» **Task directions**:
What follows is a set of records. Retype them exactly, leaving out the pictures.

» **Input data**:
*** Begin section ***

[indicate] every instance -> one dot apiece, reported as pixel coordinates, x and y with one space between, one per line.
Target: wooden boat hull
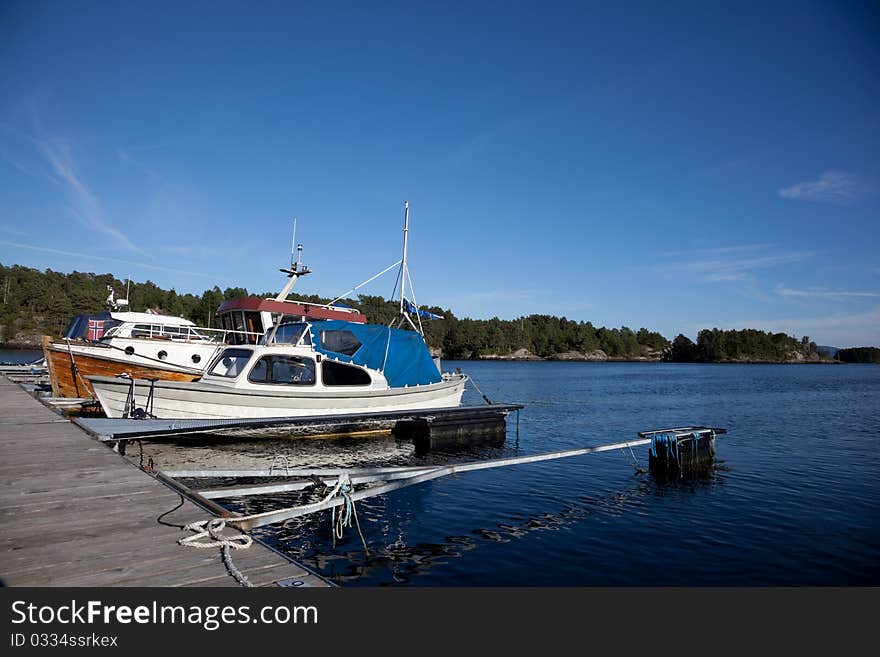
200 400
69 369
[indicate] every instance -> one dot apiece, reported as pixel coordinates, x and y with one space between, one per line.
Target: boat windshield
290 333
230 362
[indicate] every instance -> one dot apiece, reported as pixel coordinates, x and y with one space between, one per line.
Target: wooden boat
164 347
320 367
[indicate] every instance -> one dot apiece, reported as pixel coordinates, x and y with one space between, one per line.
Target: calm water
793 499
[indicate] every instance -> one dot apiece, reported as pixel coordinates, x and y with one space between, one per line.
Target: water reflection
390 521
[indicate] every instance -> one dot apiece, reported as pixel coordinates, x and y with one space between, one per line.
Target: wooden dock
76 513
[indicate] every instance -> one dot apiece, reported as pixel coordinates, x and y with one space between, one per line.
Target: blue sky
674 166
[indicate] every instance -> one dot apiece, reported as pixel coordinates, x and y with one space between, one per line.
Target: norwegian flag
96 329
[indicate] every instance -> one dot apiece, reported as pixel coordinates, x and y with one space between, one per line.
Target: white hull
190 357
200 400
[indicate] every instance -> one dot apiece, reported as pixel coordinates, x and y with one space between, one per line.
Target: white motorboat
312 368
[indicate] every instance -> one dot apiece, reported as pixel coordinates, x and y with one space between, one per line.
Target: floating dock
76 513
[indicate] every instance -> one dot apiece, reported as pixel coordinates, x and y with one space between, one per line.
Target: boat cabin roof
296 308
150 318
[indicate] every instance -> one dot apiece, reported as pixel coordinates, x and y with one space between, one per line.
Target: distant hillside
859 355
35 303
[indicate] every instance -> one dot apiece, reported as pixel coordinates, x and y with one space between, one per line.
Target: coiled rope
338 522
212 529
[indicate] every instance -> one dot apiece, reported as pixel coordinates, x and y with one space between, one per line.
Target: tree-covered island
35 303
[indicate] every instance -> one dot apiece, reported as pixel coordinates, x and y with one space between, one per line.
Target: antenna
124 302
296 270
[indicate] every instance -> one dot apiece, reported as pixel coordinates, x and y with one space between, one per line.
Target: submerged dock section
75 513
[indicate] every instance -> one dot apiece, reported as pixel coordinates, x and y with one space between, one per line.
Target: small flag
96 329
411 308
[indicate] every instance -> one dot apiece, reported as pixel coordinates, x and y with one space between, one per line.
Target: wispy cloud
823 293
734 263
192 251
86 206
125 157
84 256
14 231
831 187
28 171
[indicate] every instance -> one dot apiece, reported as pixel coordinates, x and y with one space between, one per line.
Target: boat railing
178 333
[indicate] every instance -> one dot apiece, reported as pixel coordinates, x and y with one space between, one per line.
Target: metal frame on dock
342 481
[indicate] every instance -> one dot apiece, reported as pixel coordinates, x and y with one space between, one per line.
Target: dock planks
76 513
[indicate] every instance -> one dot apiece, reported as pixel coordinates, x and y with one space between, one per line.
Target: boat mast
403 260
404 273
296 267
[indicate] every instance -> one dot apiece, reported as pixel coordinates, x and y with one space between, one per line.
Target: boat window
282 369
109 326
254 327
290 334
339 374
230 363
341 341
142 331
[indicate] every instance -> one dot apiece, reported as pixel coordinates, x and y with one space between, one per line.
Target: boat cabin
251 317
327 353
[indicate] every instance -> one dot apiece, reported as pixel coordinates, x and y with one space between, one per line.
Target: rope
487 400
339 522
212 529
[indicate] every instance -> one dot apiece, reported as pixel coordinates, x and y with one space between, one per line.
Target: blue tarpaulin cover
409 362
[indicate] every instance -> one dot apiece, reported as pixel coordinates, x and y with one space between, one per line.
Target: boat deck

*** End section ***

» **Response**:
[indicate] every instance -> one dot apiece, reported as pixel coordinates, x and y with one space between, one per line.
Target: wooden boat hull
200 400
69 369
[indicate] every instance -> one dot apiece, reported as pixel coordinates, x and y with one space between, one per line.
Target: boat windshield
290 333
230 362
[indicate] every instance -> one dot apiece, reported as pixel coordinates, x and y with one space between, one per line.
Target: wooden boat
164 347
320 367
[indicate] every instance -> one dot apiece, reported as pixel coordinates, x and y with one space between, one per line.
Target: calm water
793 499
[indicate] every instance -> one dot apiece, reported as pixel coordinates, x and y with one space between, one per line.
Target: water reflection
390 521
[indicate] every instance -> one dot apiece, reported as pixel coordinates, x and y with one space between, one per line.
Target: wooden dock
76 513
[indicate] every instance -> one dot apiece, reported as pixel coordinates, x and y with one space between, one per line.
Target: blue sky
674 166
[indicate] every instance -> one dot apiece, reported as pixel coordinates, x and y with one space between, one per line.
Target: norwegian flag
96 329
[indicate] every instance -> one dot apiece, reported as pixel coordinates, x and y with one space between, one per line.
Target: white hull
190 357
200 400
[indicate] every instance -> one dot apiece, reported as pixel coordinates, x and y with one space between, one per line.
Target: white motorboat
312 368
[indicate] every instance -> one dot apiece, reported as pixel coordinates, x and y with one space between, one per line.
Target: floating dock
76 513
[indicate] every instance -> one dot apiece, reported as pixel coordinates, x and y with one space between, one per line.
Target: boat cabin roof
296 308
150 318
[indicate] every instance -> one dot apiece, reported as pixel coordinates, x and y with one space between, one per line.
Target: distant hillside
859 355
35 303
[indicate] every instance -> one dot apiece, reported as pixel coordinates, x and y with one space between, one per line.
Target: coiled rope
338 522
212 529
[indicate] every instance -> one dot apiece, reported as pixel coordinates, x and y with one space between, one per line.
Target: tree-covered island
35 303
[indicate] every instance -> one dot apiece, reported as pixel coordinates, x and y with one space between, one per line.
Target: antenna
124 302
296 270
[indicate] every instance -> one dot apiece, reported as pixel coordinates, x and y with one space between, one per line.
Target: submerged dock section
75 513
[indicate] every instance -> one dot apiece, reported as pixel coordinates, x and y with one space between, one per line.
Target: small flag
96 329
411 308
[indicate] every instance -> one dot apiece, reported as pixel coordinates, x and y with one space between, one per line.
Target: wispy cloud
823 293
734 263
192 251
86 206
125 157
84 256
14 231
831 187
28 171
[indicate] every instance -> one dot apiece, reported as pixel coordinates, x and y with one space between, one per line.
Target: boat railing
178 333
[indicate] every instance -> one dot apiece, reported as pixel coordinates, x and y with one space between, one per line.
Target: metal frame on dock
342 481
[indicate] every instance -> one dot apiece, reported as pixel coordinates, x and y with one space between, one per line.
Target: dock planks
76 513
[indicate] every instance -> one dot apiece, reported as pixel coordinates, x and y with one space between, one per line.
Target: boat mast
403 260
404 273
296 267
[indicate] every instance -> one dot apiece, reported as pixel coordinates, x and y with one space between, one per line.
Target: boat window
282 369
109 326
254 327
290 334
339 374
230 363
341 341
142 331
[indicate] every instance -> one dot apiece, reported as pixel coordinates, x and y with one space between, one per line.
Target: boat cabin
251 317
327 353
[indicate] every instance -> one dot apiece, reported as pixel coordinates, x and y with one space between, one per line.
Target: rope
487 400
339 522
212 529
[indicate] every instance -> one dot apiece, reported as pixel coordinates, x and y with one space between, one per line.
Target: blue tarpaulin cover
409 362
[indicate] every instance -> one dot apiece, reported as pixel coordinates, x and y with one space between, one per line.
Target: boat deck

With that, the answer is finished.